▶ _TASK STATEMENT_
Your answer must be the full set of records, copied exactly, with no pictures in it.

[Photo-based referring expression data]

= = = = =

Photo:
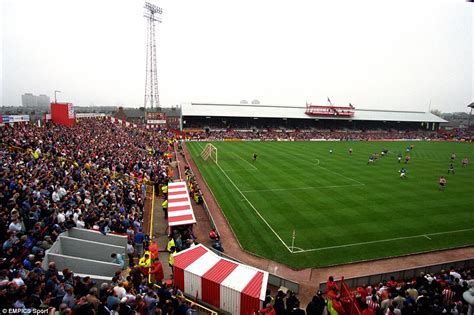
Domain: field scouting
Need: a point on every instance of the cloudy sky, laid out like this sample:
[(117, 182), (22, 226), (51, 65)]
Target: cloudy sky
[(373, 53)]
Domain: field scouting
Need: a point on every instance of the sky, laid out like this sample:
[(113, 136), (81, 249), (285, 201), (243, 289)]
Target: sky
[(375, 54)]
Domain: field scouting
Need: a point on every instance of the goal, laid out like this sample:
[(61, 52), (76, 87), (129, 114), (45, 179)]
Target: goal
[(209, 152)]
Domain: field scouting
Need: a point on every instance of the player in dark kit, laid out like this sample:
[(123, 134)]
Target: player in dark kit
[(442, 182), (451, 168)]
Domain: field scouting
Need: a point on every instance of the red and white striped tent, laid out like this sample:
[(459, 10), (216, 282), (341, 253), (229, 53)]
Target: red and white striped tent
[(225, 284), (180, 210)]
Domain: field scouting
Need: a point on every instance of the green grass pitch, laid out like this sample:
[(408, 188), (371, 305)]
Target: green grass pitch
[(341, 209)]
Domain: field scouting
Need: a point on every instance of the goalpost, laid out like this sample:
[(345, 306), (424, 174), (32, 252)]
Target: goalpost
[(209, 152)]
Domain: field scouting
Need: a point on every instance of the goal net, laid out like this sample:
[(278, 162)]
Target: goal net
[(209, 153)]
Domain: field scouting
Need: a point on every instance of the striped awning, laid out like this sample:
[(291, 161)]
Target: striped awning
[(180, 210)]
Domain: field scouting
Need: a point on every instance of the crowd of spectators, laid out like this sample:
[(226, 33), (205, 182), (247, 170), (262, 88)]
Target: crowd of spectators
[(90, 176), (93, 176), (427, 294)]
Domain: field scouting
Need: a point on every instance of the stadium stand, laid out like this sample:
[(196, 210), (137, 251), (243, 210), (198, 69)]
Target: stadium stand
[(95, 176)]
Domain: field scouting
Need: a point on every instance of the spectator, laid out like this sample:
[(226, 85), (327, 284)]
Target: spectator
[(118, 259)]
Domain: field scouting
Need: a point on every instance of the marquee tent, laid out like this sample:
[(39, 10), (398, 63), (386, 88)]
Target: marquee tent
[(225, 284)]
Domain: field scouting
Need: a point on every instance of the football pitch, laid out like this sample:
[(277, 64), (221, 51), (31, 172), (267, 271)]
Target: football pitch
[(339, 208)]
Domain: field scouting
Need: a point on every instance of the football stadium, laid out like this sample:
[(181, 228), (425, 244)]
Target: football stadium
[(360, 207)]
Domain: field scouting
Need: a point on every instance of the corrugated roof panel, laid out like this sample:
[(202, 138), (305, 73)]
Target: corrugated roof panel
[(185, 258), (239, 279), (220, 271), (203, 263), (254, 287), (298, 112)]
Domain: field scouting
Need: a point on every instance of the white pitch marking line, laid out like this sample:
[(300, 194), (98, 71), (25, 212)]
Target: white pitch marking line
[(300, 188), (251, 205), (298, 249), (381, 241), (244, 160), (239, 170)]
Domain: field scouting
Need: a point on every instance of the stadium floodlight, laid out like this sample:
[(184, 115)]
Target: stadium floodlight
[(470, 114), (153, 12), (152, 97)]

= = = = =

▶ _WRITTEN REPLY_
Photo:
Domain: field scouting
Need: a point on every instance of the cloudy sky, laid out like this sample:
[(117, 182), (22, 226), (51, 65)]
Target: cloudy sky
[(373, 53)]
Domain: field scouting
Need: a point on every instance of the sky, laid out like this sample:
[(113, 136), (81, 249), (285, 201), (243, 289)]
Target: sky
[(375, 54)]
Domain: field scouting
Need: a point on every instance of the goal, laid out like this sample:
[(61, 52), (76, 87), (129, 114), (45, 179)]
Target: goal
[(209, 152)]
Domain: field scouting
Need: a point on every instance of the player in dark kit, laid out like this sample:
[(123, 134)]
Target: player in dark kit
[(442, 182), (451, 168)]
Domain: field scouting
Need: a point on every instance of the red and white striped tent, laid out like this sample:
[(459, 10), (216, 282), (341, 253), (229, 53)]
Target: red and white striped tent
[(225, 284), (180, 210)]
Domain: field scouting
Need: a point on every instance of the green grass pitch, laid out like this sample:
[(408, 188), (371, 305)]
Target: green grass pitch
[(341, 209)]
Domain: field scouting
Need: a point on every instance of the goalpost, laid out like this sample:
[(345, 306), (424, 174), (32, 252)]
Target: goalpost
[(209, 152)]
Domain: field scouting
Need: a point on every instance of the goal net, laid out like this sample:
[(278, 162)]
Target: goal net
[(209, 153)]
Domain: field scouting
Need: a point on every instance of the striped awning, laid out like this sample:
[(291, 161)]
Target: striped awning
[(180, 210)]
Domain: field scouting
Need: a point on every instance of the crowd of spectators, laid out like this sample:
[(226, 33), (205, 182), (247, 170), (262, 88)]
Target: crowd of spectators
[(90, 176), (93, 176), (427, 294)]
Domain: field scouting
Need: a point on every instance of the stadium stand, laid out like this sample:
[(196, 210), (137, 251), (243, 210), (198, 69)]
Target: stadium stand
[(95, 176)]
Domain: field scouting
Need: a point on every instance of the spectator, laid out like this sample:
[(226, 85), (327, 284)]
Target: spectator
[(118, 259)]
Domain: field scouting
Need: a point on every instance of the marquee tent, laid out like this sample:
[(39, 10), (398, 63), (386, 88)]
Target: marquee tent
[(225, 284)]
Domain: field scouting
Need: a point on every instance of the football pitch, laid out like this sample:
[(277, 64), (221, 51), (31, 172), (267, 271)]
Target: football pitch
[(339, 208)]
Domain: field scouting
Need: a point on every instance of the football stadium, laid out like this sample:
[(181, 228), (425, 244)]
Target: football stadium
[(360, 207)]
Domain: field scouting
Need: a point on every instance of the corrugated roof panel, laid out like this sample:
[(202, 138), (305, 73)]
Target: corrugated roof panel
[(185, 258), (239, 279), (220, 271), (203, 263), (254, 287), (298, 112)]
Domain: field scouting
Need: a point on every instance of the white pitch marking line, laid out like this sample:
[(300, 194), (98, 71), (25, 212)]
Target: white pitch marking line
[(300, 188), (251, 205), (298, 249), (381, 241), (244, 160), (239, 170)]
Domain: field scouting
Need: a point on every instance of the stadium floodlight, laid out like this sample:
[(184, 115)]
Target: stadium floodlight
[(470, 114), (153, 12), (152, 97)]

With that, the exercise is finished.